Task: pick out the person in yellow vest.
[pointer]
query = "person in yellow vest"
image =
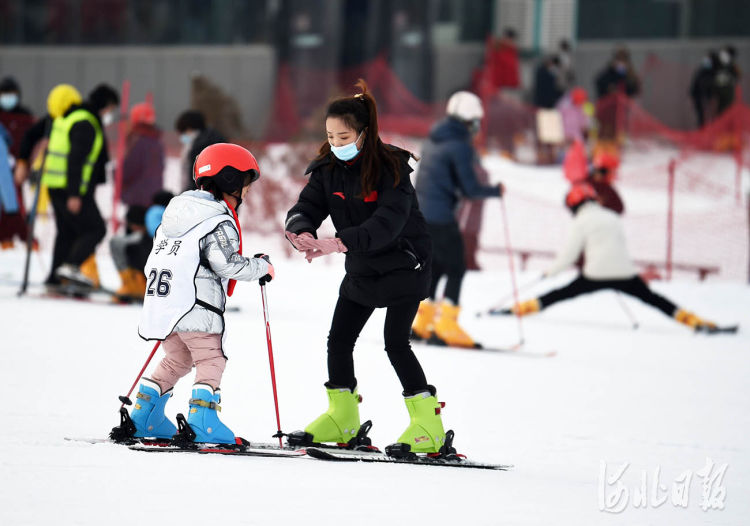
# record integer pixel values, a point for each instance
(74, 164)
◆ ◆ ◆
▶ _WHAT IS REQUIRED_:
Write the line containing "# record integer" and all the lines after it out again, word for word, through the end of the material, and nothing besides.

▶ _WRITTEN RESPONSE_:
# record integer pixel values, a point for each instance
(74, 164)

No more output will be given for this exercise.